Retype each line below without a single alteration.

[[ Information supplied open ]]

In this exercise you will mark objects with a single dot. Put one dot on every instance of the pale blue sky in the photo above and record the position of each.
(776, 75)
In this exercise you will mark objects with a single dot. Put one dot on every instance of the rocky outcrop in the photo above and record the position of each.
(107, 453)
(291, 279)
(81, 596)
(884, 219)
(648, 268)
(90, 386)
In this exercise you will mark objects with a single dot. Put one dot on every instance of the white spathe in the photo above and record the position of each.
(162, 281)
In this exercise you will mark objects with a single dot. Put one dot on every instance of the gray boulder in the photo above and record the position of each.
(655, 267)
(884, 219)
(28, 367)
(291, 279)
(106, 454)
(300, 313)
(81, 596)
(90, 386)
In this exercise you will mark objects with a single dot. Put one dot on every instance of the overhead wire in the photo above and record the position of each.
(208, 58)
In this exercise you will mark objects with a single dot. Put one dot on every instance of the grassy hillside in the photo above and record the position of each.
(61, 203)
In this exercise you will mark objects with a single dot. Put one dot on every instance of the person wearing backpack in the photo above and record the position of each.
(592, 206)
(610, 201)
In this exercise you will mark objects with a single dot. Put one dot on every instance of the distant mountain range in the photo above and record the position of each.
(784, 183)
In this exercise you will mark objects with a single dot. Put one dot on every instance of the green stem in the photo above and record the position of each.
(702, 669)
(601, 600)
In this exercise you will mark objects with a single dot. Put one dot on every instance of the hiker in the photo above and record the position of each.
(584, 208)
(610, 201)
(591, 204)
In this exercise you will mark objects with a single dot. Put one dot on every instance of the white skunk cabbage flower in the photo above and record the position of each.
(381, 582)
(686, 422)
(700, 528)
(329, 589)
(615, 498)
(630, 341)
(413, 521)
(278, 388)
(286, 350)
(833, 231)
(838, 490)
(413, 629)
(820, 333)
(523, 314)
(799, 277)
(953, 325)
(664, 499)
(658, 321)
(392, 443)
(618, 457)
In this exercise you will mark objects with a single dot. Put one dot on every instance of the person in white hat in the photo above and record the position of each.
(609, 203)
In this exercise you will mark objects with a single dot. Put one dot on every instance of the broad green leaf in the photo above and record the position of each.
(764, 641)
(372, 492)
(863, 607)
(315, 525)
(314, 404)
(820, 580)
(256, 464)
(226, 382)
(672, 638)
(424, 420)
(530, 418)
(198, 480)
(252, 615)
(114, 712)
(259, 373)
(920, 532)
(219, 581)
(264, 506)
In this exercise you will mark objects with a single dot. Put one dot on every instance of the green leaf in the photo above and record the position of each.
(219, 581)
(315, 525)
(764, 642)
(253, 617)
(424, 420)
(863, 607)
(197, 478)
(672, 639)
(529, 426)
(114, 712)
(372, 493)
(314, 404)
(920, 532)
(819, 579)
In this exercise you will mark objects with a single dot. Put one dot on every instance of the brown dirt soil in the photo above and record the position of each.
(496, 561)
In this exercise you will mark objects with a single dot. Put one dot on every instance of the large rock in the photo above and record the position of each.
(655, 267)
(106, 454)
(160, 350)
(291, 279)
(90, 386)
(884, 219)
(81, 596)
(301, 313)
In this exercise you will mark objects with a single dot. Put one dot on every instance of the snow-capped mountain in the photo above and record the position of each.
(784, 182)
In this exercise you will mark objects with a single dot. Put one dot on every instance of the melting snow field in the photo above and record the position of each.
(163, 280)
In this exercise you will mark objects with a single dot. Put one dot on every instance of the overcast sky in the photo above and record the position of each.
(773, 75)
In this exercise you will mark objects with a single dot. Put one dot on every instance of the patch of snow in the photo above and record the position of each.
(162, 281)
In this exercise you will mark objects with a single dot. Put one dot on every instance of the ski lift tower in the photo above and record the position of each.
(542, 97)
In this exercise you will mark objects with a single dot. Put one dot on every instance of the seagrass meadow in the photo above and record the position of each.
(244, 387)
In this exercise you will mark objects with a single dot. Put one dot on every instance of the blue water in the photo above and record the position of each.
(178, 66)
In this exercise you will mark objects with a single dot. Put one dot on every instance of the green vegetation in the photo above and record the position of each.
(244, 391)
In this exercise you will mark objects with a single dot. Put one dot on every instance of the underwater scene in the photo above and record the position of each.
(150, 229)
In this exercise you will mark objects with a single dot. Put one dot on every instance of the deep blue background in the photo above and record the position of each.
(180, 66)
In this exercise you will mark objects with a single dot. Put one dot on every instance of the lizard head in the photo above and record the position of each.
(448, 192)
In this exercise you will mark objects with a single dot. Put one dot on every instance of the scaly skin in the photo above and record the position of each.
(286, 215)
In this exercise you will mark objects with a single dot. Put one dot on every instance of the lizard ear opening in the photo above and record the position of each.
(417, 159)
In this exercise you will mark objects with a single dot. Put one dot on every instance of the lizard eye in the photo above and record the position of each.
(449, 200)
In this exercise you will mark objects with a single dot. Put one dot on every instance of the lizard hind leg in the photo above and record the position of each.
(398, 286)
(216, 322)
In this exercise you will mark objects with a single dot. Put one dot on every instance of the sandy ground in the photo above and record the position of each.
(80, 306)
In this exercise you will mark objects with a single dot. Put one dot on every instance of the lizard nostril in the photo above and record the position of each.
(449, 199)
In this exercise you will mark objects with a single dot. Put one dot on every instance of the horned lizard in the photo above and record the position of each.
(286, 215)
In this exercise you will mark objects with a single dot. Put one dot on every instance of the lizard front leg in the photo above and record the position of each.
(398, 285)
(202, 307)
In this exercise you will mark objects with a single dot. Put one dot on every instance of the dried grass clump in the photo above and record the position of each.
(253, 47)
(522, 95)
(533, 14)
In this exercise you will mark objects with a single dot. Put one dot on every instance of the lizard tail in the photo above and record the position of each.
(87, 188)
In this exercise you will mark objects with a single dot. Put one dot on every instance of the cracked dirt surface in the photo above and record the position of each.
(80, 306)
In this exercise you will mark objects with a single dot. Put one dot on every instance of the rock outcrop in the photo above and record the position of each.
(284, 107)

[[ Information supplied closed ]]

Output –
In this exercise you will mark objects with a single dot. Put one dot on every instance of the pale blue sky in the photo above and record the position of each.
(776, 75)
In this exercise you will mark objects with a single dot. Put one dot on every instance of the rocky outcrop in the photo above and record the position of each.
(107, 453)
(291, 279)
(81, 596)
(884, 219)
(648, 268)
(90, 386)
In this exercise you will mark objects with a single dot. Put one dot on every instance of the white spathe in the photo above and record the position of each.
(162, 281)
In this exercise you will mark objects with a single dot. Put one dot on every instance of the gray boulder in the photo above and record the position of each.
(655, 267)
(884, 219)
(28, 367)
(291, 279)
(106, 454)
(300, 313)
(81, 596)
(90, 386)
In this exercise you will mark objects with a single dot. Put one dot on every instance of the overhead wire in the photo above and record the position of each.
(208, 58)
In this exercise you will mark objects with a single dot. Put one dot on every instance of the grassy hillside in the photo above and record the position of each.
(61, 203)
In this exercise you will mark objects with a single dot. Put one dot on every instance of the person wearing backpack in the photo above and record the position of each.
(592, 206)
(610, 201)
In this exercise you will mark objects with a single dot. Put one dot on every instance of the distant mountain range in the photo above and record the position of each.
(784, 183)
In this exercise you will mark objects with a single dot. Put one dot on every instance of the green stem in the photo above and record the position of each.
(702, 669)
(601, 600)
In this exercise you will mark objects with a single dot. Put one dot on every instance of the hiker in the photo above and record the position of each.
(584, 208)
(610, 201)
(591, 204)
In this exercise you will mark objects with a single dot. Put one dot on every instance of the white skunk cabbage flower in the photo above and record the position of each.
(381, 582)
(686, 422)
(700, 528)
(329, 589)
(615, 498)
(630, 341)
(413, 521)
(278, 388)
(286, 350)
(833, 231)
(838, 490)
(413, 629)
(820, 333)
(523, 314)
(799, 277)
(953, 325)
(664, 499)
(658, 321)
(392, 443)
(618, 457)
In this exercise you will mark objects with a single dot. Put one dot on every instance of the person in white hat in the photo above and record the position of each.
(609, 203)
In this exercise you will mark objects with a single dot. Put one dot on every instance of the broad green leaf in the photo above and record the position of each.
(764, 641)
(372, 492)
(863, 607)
(315, 525)
(314, 404)
(820, 580)
(256, 464)
(226, 382)
(672, 638)
(424, 420)
(530, 418)
(198, 480)
(252, 615)
(114, 712)
(259, 373)
(920, 532)
(219, 581)
(264, 506)
In this exercise you will mark objects with a single dot. Put one dot on every instance of the green leaf in the photo above and record the position of each.
(219, 581)
(315, 525)
(764, 642)
(253, 617)
(424, 420)
(863, 607)
(197, 478)
(672, 639)
(529, 426)
(114, 712)
(372, 493)
(314, 404)
(920, 532)
(819, 579)
In this exercise you will mark objects with a single dot. Put one dot on every instance of the brown dirt soil in the photo above and record the position of each.
(496, 561)
In this exercise you will mark objects with a single dot. Put one dot on every instance of the large rock in the photo above and record the position of each.
(655, 267)
(106, 454)
(160, 350)
(291, 279)
(90, 386)
(884, 219)
(81, 596)
(301, 313)
In this exercise you will mark objects with a single dot. Put one dot on every instance of the snow-capped mountain in the photo above and record the position of each.
(784, 182)
In this exercise you will mark objects with a single dot. Put one dot on every instance of the melting snow field in the photo above and record the position of each.
(163, 280)
In this exercise you will mark objects with a single dot. Put one dot on every instance of the overcast sky in the photo above and record the position of each.
(773, 75)
In this exercise you will mark objects with a single dot. Put one dot on every instance of the patch of snow in the photo above and record the position of each.
(162, 281)
In this exercise you will mark objects with a single dot. Put one dot on every instance of the ski lift tower in the photo above and record the position of each.
(542, 97)
In this exercise you will mark objects with a single dot. Put one dot on every instance of the seagrass meadow in the photo above and record the position of each.
(244, 387)
In this exercise you will mark objects with a single dot. Put one dot on every instance of the blue water in the photo above and record the position of each.
(178, 66)
In this exercise you will mark objects with a single dot. Put one dot on every instance of the green vegetation in the photo above and record the position of each.
(244, 391)
In this exercise you will mark objects with a single dot. Put one dot on every instance of the underwater scene in the photo above and record the position of each.
(150, 229)
In this exercise you will mark objects with a single dot. Put one dot on every instance of the deep blue background in the photo above and record the position of each.
(180, 66)
In this exercise you will mark objects with a single dot. Put one dot on every instance of the lizard head in the photo above and record the position of each.
(448, 192)
In this exercise you will mark objects with a single dot. Put one dot on every instance of the scaly skin in the photo above and record the position of each.
(286, 215)
In this exercise you will mark objects with a single dot. Put one dot on every instance of the lizard ear opening in the photo above and record the position of each.
(417, 159)
In this exercise you will mark objects with a single dot. Put one dot on every instance of the lizard eye in the photo above and record the position of each.
(449, 200)
In this exercise you will mark objects with a single dot. Put one dot on every instance of the lizard hind leg in the photo above and record the position of each.
(398, 286)
(216, 322)
In this exercise you will mark objects with a single dot. Put one dot on every instance of the sandy ground in the photo above and record the position of each.
(80, 306)
In this exercise you will mark objects with a single dot. Put one dot on every instance of the lizard nostril in the photo above and record the position of each.
(449, 199)
In this exercise you will mark objects with a single dot. Put one dot on every instance of the horned lizard in the photo above and record the position of each.
(286, 215)
In this exercise you will mark objects with a single dot. Put one dot on every instance of the lizard front leg in the photo above and record the position of each.
(398, 285)
(202, 307)
In this exercise you will mark objects with a single dot. Put one dot on every instance of the dried grass clump in the photo above and record the position of each.
(253, 47)
(522, 95)
(533, 14)
In this exercise you will mark objects with a single dot. Put one dot on every instance of the lizard tail in the photo above and record the position of each.
(87, 188)
In this exercise you will mark objects with a single dot. Put one dot on every instance of the cracked dirt surface in the photo above and record the position of each.
(80, 306)
In this exercise you will mark objects with a single dot. Put one dot on every instance of the rock outcrop in the photo above and record the position of each.
(284, 107)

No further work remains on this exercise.